Testo citato ::
Viva le privatizzazioni…
La questione delle privatizzazioni è più complessa. Infatti sono state avviate un po’ più tardi, e dalla destra, durante la prima convivenza (1986-1988). In questo periodo, il governo Chirac trasferì al settore privato un valore totale di 100 miliardi di franchi in capitale industriale e commerciale (l’equivalente di 25 miliardi di euro oggi). Tuttavia quando i socialisti, dopo il ritorno di François Mitterrand all’Eliseo nel 1988, ripresero la maggioranza dell’Assemblea nazionale, non ci fu alcun tentativo di revocare le decisioni del governo Chirac. Michel Rocard, nominato allora primo ministro, perseguì la stessa politica.
Anche il governo socialista di Edith Cresson, che gli succedette, attuò delle privatizzazioni, sotto l’influenza di Dominique Strauss-Kahn, allora ministro dell’Industria e del Commercio estero. È vero che inizialmente l’idea era di usare il denaro ricavato da queste privatizzazioni per ricapitalizzare le imprese industriali. Ma il ministro dell’Economia dell’epoca, niente meno che Pierre Bérégovoy, si oppose, facendo in modo che le somme derivanti dalle privatizzazioni confluissero su un conto del Tesoro.

(Voci di identificazione della posizione)
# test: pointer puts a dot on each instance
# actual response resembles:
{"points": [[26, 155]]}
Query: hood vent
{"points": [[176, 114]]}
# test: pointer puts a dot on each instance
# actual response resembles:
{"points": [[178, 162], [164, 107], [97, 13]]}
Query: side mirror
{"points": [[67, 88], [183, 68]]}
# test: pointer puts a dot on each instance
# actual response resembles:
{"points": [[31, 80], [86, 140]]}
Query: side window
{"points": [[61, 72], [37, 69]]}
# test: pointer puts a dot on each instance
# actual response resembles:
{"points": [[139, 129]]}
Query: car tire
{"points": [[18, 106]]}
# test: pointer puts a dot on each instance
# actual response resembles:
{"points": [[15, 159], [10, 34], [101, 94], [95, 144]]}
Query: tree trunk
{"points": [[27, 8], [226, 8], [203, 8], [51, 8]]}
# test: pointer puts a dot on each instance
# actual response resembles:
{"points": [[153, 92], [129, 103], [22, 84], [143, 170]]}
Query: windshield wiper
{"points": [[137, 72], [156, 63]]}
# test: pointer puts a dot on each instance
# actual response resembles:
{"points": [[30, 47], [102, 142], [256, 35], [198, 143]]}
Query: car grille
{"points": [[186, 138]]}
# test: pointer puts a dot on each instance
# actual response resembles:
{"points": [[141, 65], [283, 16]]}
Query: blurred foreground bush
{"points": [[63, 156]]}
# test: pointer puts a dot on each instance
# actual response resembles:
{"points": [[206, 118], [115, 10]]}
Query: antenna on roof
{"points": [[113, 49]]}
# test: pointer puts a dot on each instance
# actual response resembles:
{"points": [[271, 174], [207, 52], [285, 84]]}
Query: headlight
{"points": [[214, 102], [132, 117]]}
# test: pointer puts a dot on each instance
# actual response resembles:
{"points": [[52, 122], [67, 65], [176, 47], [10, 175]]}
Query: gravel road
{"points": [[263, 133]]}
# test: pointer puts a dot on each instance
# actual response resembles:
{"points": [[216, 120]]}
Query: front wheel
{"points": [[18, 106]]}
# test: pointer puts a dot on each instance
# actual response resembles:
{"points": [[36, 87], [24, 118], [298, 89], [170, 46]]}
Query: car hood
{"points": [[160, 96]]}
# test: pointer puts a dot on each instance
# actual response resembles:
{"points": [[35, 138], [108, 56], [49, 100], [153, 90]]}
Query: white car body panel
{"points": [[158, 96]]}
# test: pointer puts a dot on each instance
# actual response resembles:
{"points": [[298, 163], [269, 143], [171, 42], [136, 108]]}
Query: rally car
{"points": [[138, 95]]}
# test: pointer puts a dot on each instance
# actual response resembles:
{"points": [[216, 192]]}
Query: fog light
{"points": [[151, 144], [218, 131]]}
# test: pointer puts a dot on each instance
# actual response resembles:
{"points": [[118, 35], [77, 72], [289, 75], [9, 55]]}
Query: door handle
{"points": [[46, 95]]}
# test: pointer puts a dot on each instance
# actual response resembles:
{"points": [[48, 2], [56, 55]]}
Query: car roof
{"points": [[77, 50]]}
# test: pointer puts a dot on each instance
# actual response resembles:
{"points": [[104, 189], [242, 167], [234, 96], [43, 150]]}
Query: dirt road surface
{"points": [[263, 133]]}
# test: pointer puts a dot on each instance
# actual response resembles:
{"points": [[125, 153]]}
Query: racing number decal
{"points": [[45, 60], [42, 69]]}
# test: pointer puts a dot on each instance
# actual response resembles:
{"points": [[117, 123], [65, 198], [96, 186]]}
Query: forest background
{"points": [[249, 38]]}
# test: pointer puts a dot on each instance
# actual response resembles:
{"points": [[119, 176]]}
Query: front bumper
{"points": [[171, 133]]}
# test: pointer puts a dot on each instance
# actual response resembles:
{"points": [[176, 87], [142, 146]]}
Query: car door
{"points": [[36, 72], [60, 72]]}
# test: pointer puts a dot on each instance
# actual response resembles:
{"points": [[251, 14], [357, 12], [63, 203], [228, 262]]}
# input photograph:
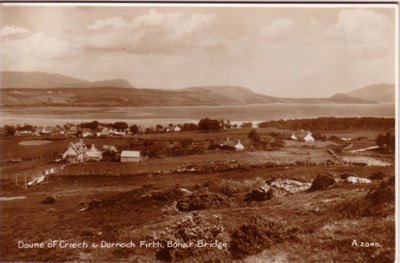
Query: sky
{"points": [[284, 51]]}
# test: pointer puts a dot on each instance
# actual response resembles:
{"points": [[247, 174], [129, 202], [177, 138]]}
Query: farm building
{"points": [[75, 152], [309, 138], [239, 146], [93, 155], [130, 157]]}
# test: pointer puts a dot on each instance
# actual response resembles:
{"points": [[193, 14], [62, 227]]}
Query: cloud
{"points": [[153, 32], [11, 30], [115, 23], [35, 50], [362, 26], [278, 29]]}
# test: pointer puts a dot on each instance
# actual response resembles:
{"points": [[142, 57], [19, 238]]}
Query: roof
{"points": [[131, 154], [93, 154]]}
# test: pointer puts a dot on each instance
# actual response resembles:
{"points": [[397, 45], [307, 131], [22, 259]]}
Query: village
{"points": [[118, 183]]}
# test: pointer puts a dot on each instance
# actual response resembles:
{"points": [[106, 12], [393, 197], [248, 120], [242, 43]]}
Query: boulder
{"points": [[48, 200], [322, 182]]}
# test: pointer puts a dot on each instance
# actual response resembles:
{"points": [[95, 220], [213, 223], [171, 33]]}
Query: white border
{"points": [[388, 5]]}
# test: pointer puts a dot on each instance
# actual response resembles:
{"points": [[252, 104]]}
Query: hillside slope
{"points": [[381, 93]]}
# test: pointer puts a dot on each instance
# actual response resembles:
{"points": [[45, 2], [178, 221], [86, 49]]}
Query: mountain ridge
{"points": [[49, 89]]}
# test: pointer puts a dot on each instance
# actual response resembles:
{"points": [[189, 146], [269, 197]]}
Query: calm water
{"points": [[163, 115]]}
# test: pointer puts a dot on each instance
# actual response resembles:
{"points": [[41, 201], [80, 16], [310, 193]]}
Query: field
{"points": [[214, 197]]}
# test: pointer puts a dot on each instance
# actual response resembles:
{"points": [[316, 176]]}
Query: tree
{"points": [[185, 143], [10, 130], [253, 135], [134, 129], [189, 127], [159, 128], [207, 124], [388, 140], [278, 143], [90, 125], [120, 126]]}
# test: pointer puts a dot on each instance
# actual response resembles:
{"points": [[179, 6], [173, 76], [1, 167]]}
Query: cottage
{"points": [[309, 138], [239, 146], [75, 152], [130, 157], [93, 155]]}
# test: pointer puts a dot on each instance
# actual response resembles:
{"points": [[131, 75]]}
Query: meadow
{"points": [[208, 196]]}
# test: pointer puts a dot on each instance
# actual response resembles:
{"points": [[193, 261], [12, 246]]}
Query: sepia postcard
{"points": [[198, 132]]}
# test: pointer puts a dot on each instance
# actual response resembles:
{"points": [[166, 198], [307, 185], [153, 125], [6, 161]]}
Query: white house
{"points": [[130, 157], [308, 137], [93, 155], [75, 152], [239, 146]]}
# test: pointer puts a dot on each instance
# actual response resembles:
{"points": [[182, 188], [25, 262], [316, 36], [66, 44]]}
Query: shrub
{"points": [[191, 229], [377, 176], [379, 202], [258, 234]]}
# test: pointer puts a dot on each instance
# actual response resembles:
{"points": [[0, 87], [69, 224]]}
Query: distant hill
{"points": [[344, 98], [381, 93], [38, 80], [44, 89], [42, 80]]}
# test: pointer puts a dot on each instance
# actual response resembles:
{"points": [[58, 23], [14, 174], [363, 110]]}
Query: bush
{"points": [[378, 176], [191, 229], [379, 202], [258, 234]]}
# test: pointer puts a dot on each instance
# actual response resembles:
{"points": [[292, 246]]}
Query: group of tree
{"points": [[207, 124], [332, 123], [274, 141], [387, 140], [93, 125]]}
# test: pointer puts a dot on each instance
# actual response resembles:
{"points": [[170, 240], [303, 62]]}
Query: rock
{"points": [[346, 175], [322, 182], [354, 180], [48, 200], [260, 194], [186, 191]]}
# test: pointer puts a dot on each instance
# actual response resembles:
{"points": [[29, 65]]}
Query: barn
{"points": [[130, 157]]}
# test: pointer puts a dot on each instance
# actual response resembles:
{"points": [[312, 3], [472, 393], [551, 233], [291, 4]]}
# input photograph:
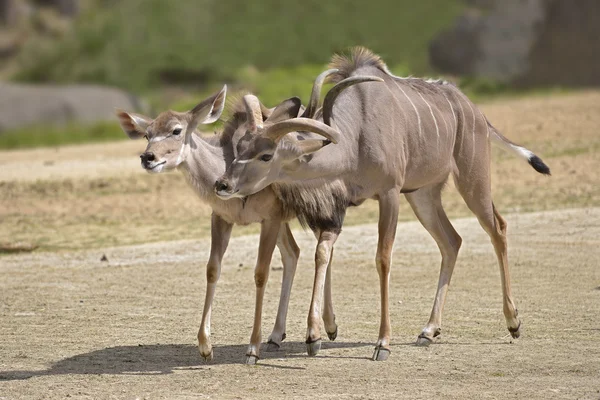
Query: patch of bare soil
{"points": [[93, 196], [76, 326]]}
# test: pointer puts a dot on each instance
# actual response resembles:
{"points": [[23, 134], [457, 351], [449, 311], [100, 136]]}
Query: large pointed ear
{"points": [[310, 146], [287, 109], [134, 125], [208, 111]]}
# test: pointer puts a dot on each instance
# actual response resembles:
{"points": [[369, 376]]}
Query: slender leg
{"points": [[388, 219], [328, 314], [289, 256], [427, 205], [220, 234], [322, 258], [477, 195], [268, 239]]}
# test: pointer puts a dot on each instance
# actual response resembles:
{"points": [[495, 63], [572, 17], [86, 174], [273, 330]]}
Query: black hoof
{"points": [[250, 360], [423, 341], [312, 348], [332, 335], [272, 346], [515, 332], [381, 354]]}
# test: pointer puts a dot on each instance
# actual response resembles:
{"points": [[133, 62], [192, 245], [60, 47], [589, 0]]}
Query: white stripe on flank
{"points": [[437, 129], [179, 157], [462, 128], [413, 104], [451, 109]]}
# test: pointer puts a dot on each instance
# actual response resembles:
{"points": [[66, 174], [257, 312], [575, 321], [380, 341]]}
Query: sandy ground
{"points": [[73, 326]]}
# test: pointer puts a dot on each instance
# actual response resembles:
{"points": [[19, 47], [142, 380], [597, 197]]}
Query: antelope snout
{"points": [[147, 157]]}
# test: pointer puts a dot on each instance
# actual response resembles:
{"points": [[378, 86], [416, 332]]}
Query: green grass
{"points": [[46, 136], [144, 44]]}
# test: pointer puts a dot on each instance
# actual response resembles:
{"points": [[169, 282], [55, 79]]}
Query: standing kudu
{"points": [[174, 143], [399, 136]]}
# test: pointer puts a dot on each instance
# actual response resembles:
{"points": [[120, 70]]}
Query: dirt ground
{"points": [[74, 326]]}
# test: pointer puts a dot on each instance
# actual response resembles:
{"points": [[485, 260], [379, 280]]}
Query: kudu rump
{"points": [[398, 136], [173, 142]]}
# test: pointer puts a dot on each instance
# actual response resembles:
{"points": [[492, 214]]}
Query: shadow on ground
{"points": [[163, 359]]}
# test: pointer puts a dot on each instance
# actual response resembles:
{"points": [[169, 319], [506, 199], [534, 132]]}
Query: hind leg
{"points": [[427, 205], [476, 191]]}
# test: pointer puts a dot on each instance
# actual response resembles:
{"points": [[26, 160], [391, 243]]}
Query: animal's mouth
{"points": [[155, 166], [225, 195]]}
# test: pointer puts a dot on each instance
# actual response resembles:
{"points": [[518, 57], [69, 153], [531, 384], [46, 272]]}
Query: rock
{"points": [[22, 104], [523, 42]]}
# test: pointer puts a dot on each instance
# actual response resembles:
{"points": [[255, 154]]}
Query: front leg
{"points": [[268, 239], [220, 234], [322, 258], [289, 256], [388, 219]]}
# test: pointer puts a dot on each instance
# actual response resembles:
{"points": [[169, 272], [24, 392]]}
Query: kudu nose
{"points": [[146, 157], [221, 185]]}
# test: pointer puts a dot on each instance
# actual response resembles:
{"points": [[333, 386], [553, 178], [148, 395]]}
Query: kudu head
{"points": [[169, 134], [262, 159]]}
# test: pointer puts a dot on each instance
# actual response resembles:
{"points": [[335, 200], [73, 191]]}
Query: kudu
{"points": [[174, 143], [400, 136]]}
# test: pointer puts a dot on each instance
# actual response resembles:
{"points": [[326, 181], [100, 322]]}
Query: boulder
{"points": [[22, 104], [523, 42]]}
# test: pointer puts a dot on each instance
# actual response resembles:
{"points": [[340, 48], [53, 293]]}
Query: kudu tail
{"points": [[520, 151]]}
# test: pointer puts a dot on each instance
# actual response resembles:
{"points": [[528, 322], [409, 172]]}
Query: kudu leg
{"points": [[268, 239], [328, 314], [322, 259], [388, 219], [427, 205], [290, 252], [220, 234], [477, 195]]}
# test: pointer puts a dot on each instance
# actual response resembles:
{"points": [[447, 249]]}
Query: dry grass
{"points": [[96, 195]]}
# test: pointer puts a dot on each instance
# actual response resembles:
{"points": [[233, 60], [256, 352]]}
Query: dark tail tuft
{"points": [[539, 165]]}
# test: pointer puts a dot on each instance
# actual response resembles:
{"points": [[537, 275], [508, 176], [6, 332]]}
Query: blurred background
{"points": [[66, 64]]}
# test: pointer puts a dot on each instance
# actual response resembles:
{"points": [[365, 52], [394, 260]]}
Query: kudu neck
{"points": [[203, 164]]}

Consegna 1 ::
Individua tutte le righe che contengono la parola "white" e ricopiale.
Consegna 2 ::
Prosegui il testo sulle privatizzazioni in Francia, riprendendo subito dopo la sua ultima frase.
Il testo e le righe sono materiali distinti e non hanno legami tra loro.

Risposta scritta 1 ::
Query: white car body panel
Query: white border
Query: white house
Query: white stripe on flank

Risposta scritta 2 ::
Colpisce il fatto che delle 22 aziende privatizzate, in tutto o in parte, sotto i due mandati di François Mitterrand, 10 appartenevano al settore bancario e 5 a quello dell’energia, i due settori che erano stati nazionalizzati in via prioritaria, alla Liberazione, dal Consiglio nazionale della resistenza (CNR). In altre parole, tra il 1981 e il 1995, i socialisti hanno permesso o contribuito direttamente allo smantellamento del “cuore” del modello francese. Naturalmente, le privatizzazioni non si sono fermate qui. I governi, di centro-destra o di sinistra, che si sono succeduti dopo il 1995, hanno seguito la stessa strada.
I due governi del primo mandato di Jacques Chirac, quello di Alain Juppé e quello di convivenza di Lionel Jospin, hanno infatti un bilancio molto simile in materia di privatizzazioni; il governo della cosiddetta “sinistra plurale” di Lionel Jospin è addirittura tornato alla logica delle privatizzazioni nel settore bancario. La sinistra istituzionale, plurale o semplicemente socialista, aveva del tutto completato la sua mutazione.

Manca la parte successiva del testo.